[Passage provided]
Core 2.0: Transports

There’s quite a few good questions and remarks here, I’ll be writing another long post now :smiley:

Yes, they are. They could be decoupled cleanly later on if needed, but I doubt we’ll ever reach that level of complexity. Especially given that the tooling available in .NET is quite advanced when it comes to this (as opposed to C) - we don’t need to write up our own HTTP protocol transport, it’s already there!

Naming wise it’s what I thought it would work at the abstraction level that Speckle operates :slight_smile: And ultimately, since the ITransport interface doesn’t enforce the actual transport protocol one would be using - you’re free to use SSH or whatever fits. E.g, the server transport currently uses http, the sqlite one uses the sqlite driver, the disk transport uses system files, etc.

What in git terminology would be References - namely Streams, Commits, Branches, etc. is a different abstraction layer in Speckle 2.0. Transports deal exclusively with storing and retrieving objects (our tree-blob hybrids).

These sit alongside the Transport layer. To give a short example: once you have an object id (hash)* from a ServerTransport, one can “bless” it as a Commit in a given Branch under a specified Stream on that specific Server.

[Given exercise A] In the post on Speckle 2.0 transports, what do transports deal with exclusively?
[Given exercise B] Repeat everything in the transports post from "These sit alongside" down to "that specific Server.".

[Data shown]

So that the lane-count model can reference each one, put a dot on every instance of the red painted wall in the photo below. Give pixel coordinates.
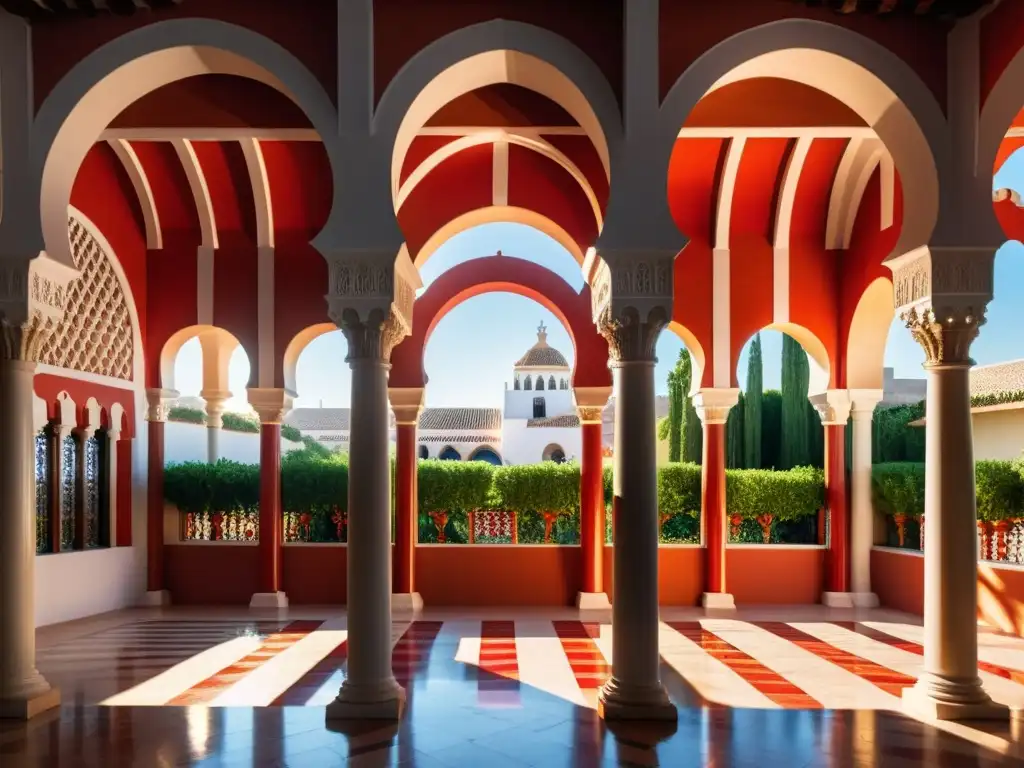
(211, 574)
(898, 580)
(774, 576)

[Response A] Storing and retrieving objects, which the post calls tree-blob hybrids.

[Response B]
These sit alongside the Transport layer. To give a short example: once you have an object id (hash)* from a ServerTransport, one can “bless” it as a Commit in a given Branch under a specified Stream on that specific Server.